[Extracted data Boundary: Start]

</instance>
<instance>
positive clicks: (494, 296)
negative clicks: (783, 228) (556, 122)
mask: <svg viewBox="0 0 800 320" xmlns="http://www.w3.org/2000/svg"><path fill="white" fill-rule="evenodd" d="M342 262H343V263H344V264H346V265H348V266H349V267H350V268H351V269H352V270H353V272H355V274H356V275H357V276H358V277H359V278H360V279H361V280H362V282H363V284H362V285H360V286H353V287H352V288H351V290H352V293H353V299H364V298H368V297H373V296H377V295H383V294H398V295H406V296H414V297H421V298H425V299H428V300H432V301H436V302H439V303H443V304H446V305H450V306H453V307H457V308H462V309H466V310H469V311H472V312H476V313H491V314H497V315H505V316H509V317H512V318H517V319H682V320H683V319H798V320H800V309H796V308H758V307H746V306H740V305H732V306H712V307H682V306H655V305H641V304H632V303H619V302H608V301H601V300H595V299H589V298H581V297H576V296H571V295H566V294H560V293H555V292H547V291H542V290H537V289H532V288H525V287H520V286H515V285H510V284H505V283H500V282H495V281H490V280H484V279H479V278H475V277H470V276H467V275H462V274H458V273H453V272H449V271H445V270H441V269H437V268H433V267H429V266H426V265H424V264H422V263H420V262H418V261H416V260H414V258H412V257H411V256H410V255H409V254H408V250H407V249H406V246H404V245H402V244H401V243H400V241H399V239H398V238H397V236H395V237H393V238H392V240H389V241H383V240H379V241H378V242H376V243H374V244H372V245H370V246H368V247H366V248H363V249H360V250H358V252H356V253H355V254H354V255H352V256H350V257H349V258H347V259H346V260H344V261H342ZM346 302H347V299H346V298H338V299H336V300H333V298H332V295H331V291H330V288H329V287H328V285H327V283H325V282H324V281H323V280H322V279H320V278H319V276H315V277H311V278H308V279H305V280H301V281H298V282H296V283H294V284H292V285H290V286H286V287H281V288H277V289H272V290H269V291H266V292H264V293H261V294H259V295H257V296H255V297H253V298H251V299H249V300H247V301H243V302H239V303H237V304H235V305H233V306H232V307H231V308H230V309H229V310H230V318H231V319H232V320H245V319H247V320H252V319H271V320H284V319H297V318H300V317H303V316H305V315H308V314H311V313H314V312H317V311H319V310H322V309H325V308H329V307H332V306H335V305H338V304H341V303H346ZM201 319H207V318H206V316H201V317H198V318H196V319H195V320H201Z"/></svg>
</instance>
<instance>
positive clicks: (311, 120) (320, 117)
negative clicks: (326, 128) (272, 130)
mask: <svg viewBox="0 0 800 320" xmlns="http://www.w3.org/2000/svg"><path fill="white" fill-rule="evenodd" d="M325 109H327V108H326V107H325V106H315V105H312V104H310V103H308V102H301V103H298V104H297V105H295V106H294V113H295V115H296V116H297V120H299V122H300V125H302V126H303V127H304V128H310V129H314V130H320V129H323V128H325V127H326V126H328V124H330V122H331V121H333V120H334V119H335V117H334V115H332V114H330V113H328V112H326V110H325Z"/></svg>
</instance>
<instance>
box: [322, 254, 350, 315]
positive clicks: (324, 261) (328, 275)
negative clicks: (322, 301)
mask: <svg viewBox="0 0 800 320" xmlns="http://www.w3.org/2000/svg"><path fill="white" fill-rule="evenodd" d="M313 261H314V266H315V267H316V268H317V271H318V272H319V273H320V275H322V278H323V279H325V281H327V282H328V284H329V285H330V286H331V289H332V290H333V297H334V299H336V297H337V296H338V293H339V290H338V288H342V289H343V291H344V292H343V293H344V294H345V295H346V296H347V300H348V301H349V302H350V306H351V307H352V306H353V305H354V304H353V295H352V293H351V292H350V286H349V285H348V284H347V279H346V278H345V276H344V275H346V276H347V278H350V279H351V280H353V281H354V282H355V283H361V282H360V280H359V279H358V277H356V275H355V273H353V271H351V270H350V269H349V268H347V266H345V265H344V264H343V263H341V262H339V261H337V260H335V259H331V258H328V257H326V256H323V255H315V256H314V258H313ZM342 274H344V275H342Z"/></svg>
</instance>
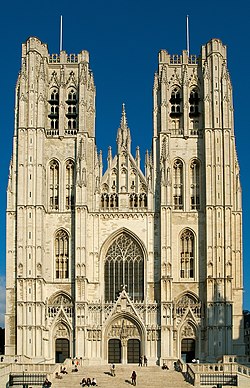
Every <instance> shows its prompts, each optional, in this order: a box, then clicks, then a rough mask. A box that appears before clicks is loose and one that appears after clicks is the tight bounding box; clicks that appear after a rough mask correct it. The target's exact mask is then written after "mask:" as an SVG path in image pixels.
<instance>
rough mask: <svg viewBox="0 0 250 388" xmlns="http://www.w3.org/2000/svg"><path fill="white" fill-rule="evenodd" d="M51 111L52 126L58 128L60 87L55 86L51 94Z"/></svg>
mask: <svg viewBox="0 0 250 388" xmlns="http://www.w3.org/2000/svg"><path fill="white" fill-rule="evenodd" d="M49 104H50V113H49V119H50V128H51V129H58V123H59V93H58V89H56V88H54V89H53V90H52V92H51V95H50V100H49Z"/></svg>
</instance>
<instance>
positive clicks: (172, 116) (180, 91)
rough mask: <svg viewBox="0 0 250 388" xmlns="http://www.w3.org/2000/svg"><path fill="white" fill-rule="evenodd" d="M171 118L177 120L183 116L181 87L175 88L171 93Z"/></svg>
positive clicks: (170, 113)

[Extracted data Boundary: End]

- What is required:
Read through the listing and copy each line in which the word "positive" occurs.

- Answer to the problem:
positive clicks: (494, 296)
positive clicks: (311, 120) (320, 117)
positive clicks: (324, 261) (328, 275)
positive clicks: (172, 116) (180, 91)
positive clicks: (170, 113)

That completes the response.